* [Task] Return nothing but the lines from the line containing "I would be grateful if you could mark the tree" through the last line of the records, reproduced exactly.
=====
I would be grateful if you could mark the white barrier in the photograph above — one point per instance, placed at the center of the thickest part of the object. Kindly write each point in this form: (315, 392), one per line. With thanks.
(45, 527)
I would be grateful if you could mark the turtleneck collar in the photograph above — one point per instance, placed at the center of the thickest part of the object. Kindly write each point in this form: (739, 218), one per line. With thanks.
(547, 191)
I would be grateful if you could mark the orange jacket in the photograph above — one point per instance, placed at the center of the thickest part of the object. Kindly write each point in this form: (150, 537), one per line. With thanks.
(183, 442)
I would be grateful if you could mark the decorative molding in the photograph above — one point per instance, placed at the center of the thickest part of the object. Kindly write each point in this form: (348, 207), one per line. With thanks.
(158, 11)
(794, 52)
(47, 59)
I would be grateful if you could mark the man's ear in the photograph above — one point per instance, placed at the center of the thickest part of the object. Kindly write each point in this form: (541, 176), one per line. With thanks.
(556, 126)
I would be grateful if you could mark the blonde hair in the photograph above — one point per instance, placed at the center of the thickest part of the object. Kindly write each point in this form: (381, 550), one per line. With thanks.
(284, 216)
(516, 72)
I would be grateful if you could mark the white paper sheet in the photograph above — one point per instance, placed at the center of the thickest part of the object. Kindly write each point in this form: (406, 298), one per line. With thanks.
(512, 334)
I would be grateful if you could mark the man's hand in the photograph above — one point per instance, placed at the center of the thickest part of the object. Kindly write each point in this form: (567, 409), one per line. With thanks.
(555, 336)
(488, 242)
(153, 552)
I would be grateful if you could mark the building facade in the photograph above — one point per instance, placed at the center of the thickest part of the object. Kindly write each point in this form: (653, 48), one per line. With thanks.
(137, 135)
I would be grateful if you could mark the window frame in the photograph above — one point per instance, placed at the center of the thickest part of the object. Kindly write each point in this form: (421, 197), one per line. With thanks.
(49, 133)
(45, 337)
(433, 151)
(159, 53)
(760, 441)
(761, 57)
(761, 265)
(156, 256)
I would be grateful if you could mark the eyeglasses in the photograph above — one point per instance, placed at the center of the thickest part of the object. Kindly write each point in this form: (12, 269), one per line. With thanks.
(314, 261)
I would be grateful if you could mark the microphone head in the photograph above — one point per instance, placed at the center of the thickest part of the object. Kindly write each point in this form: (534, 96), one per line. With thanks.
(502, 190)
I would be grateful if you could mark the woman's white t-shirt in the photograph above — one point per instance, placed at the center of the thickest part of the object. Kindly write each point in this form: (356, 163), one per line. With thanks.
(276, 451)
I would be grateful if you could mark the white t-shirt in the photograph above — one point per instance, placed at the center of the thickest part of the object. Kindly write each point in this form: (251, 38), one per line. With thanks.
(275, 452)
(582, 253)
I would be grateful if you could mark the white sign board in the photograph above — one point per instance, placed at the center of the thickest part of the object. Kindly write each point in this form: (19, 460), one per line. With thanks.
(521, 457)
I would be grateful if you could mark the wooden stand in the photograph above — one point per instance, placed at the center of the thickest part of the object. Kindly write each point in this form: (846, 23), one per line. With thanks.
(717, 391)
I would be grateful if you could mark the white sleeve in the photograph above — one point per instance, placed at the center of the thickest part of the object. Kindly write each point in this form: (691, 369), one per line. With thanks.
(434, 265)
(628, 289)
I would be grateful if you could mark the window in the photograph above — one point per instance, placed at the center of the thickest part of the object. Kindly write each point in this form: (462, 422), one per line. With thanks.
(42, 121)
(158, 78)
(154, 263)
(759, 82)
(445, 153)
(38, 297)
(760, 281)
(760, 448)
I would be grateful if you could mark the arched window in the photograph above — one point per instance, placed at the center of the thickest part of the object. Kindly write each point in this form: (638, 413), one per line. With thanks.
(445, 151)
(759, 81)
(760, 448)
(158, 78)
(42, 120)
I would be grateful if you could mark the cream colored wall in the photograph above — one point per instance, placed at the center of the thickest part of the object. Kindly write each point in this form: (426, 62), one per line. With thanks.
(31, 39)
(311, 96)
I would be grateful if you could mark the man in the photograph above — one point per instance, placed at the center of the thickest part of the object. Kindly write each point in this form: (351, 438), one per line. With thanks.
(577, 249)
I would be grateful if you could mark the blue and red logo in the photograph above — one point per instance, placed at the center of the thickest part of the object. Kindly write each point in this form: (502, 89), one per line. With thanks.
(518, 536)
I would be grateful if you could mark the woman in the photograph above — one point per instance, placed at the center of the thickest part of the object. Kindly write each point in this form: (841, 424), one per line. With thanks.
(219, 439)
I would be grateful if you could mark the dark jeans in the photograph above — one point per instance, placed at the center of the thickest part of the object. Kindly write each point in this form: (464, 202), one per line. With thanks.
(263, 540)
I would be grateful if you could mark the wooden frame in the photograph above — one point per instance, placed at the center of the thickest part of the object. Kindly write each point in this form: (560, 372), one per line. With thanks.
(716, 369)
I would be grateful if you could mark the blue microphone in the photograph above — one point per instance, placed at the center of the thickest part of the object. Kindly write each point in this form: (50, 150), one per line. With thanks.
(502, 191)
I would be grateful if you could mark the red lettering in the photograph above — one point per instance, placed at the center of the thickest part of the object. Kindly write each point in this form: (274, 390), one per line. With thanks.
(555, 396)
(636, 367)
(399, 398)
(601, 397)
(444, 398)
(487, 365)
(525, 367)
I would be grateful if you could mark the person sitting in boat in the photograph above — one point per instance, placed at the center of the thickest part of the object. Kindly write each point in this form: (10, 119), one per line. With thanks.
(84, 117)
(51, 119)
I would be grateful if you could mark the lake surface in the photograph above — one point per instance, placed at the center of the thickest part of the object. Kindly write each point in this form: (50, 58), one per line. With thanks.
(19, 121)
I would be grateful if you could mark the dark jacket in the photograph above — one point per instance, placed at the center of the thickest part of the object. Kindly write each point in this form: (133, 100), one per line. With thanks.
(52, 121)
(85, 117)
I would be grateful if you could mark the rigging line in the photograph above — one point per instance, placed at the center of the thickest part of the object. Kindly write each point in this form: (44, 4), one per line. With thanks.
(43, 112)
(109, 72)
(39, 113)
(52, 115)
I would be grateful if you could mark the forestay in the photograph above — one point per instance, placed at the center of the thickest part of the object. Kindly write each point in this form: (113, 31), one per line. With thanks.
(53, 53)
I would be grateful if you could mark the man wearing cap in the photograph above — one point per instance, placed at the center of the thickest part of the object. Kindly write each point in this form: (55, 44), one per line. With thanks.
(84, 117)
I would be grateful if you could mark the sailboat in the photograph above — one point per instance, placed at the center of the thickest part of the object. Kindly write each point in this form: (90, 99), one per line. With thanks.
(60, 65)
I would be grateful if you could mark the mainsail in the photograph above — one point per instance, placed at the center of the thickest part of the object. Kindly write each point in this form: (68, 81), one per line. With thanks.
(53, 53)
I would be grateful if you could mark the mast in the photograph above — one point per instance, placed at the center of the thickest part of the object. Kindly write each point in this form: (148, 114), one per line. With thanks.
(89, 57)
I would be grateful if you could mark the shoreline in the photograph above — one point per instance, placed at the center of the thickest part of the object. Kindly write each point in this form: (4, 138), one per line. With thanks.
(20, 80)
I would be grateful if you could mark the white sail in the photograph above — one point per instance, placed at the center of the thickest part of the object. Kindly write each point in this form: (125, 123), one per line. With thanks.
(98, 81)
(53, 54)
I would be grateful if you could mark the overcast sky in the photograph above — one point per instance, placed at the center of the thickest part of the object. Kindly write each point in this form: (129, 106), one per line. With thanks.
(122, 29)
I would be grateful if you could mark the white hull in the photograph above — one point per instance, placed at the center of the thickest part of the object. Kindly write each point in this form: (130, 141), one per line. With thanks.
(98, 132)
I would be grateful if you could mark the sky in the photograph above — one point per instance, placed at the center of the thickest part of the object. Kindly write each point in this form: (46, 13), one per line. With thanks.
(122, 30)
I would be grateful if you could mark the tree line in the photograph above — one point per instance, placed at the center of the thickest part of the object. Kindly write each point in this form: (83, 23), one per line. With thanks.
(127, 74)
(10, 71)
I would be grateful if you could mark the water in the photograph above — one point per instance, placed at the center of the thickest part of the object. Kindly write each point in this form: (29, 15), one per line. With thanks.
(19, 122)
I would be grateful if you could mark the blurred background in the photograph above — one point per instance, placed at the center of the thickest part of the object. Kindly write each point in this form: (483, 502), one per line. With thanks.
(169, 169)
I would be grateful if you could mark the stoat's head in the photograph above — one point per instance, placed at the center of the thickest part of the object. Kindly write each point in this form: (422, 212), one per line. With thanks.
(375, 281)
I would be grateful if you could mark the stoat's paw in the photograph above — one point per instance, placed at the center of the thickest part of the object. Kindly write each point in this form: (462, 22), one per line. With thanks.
=====
* [Result of this exercise]
I would be grateful if you could mark the tree line in the photograph above — one point per instance, placed at the center of the thickest part of the object. Kindly write each point in this form: (83, 23), one per line. With thanks.
(127, 74)
(10, 71)
I would be grateful if you could mark the water in the photograph above — one point per instance, placed at the center of the thickest part of the object. Kindly write each point in this form: (29, 15), one per line. With thanks.
(19, 122)
I would be grateful if you could mark the blurred background in the photograph above — one point per instance, placed at the center of the thickest part of the object. Kindly write each point in this form: (483, 502), one per line. With thanks.
(169, 169)
I would be grateful if you could mark the stoat's head in the photograph above — one point per instance, placed at the center of the thickest part of the object. Kindly write each point in this form: (422, 212), one per line. With thanks.
(375, 281)
I would be grateful if you could mark the stoat's paw in the photograph above — one point per instance, placed at the center of the thickest part of the object. Kindly write each point in this form: (462, 22), one per line. With thanks.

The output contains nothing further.